◆ **What this task involves**: Figure out the number of lines in the data that hold the string "below". Reply with that figure only.

(Data entries)
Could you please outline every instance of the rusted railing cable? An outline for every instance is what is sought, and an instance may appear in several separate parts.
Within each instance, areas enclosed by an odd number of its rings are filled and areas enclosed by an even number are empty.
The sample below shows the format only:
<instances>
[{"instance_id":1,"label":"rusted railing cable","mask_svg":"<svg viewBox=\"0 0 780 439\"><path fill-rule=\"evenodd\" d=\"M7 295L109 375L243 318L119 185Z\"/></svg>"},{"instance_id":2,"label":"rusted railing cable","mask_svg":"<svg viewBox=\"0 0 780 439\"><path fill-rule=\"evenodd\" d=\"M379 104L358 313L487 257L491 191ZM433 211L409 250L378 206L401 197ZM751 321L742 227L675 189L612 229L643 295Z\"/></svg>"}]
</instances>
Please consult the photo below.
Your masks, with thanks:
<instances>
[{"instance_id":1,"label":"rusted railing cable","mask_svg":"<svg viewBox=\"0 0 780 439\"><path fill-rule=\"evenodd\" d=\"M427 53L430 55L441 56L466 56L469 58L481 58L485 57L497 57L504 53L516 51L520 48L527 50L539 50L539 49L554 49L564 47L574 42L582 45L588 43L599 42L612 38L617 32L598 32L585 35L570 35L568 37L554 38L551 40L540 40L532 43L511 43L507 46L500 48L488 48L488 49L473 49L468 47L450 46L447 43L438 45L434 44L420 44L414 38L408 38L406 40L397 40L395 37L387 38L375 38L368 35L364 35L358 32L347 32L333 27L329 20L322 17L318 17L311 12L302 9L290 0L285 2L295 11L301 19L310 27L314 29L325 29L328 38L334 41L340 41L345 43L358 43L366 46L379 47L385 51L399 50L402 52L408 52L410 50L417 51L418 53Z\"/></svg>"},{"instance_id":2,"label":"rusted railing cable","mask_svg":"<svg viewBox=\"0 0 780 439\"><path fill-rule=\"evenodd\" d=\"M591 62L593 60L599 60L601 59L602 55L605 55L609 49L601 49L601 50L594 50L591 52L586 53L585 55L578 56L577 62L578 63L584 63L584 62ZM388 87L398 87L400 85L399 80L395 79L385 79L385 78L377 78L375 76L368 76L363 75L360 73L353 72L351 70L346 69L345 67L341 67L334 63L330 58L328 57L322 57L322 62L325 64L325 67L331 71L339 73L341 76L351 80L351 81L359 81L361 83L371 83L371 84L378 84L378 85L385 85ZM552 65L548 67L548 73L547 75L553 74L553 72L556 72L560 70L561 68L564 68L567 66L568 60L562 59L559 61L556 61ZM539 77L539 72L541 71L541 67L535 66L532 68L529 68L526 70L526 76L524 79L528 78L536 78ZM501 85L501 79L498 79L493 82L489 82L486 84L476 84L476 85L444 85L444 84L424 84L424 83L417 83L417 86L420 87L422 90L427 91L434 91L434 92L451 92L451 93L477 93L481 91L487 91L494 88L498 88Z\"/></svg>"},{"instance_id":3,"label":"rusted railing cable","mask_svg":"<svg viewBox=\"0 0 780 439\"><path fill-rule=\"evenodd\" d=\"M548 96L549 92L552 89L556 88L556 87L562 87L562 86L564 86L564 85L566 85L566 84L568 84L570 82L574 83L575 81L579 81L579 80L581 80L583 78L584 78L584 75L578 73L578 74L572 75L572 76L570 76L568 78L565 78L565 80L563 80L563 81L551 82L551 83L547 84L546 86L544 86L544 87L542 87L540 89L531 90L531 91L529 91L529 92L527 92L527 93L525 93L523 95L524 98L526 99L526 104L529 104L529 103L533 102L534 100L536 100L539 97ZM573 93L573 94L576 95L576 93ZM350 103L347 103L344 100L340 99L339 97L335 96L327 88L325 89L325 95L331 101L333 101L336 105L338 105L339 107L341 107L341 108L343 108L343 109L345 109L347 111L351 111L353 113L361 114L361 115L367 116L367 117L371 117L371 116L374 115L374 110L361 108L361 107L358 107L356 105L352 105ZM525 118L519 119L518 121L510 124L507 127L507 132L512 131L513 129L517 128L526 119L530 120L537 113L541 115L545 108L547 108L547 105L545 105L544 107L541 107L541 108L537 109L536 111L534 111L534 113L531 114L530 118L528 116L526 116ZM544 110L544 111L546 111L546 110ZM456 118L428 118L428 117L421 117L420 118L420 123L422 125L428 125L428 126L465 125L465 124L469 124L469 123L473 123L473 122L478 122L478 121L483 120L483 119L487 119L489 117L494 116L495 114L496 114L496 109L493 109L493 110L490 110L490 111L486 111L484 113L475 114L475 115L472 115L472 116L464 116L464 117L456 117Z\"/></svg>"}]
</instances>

◆ **Answer box**: 2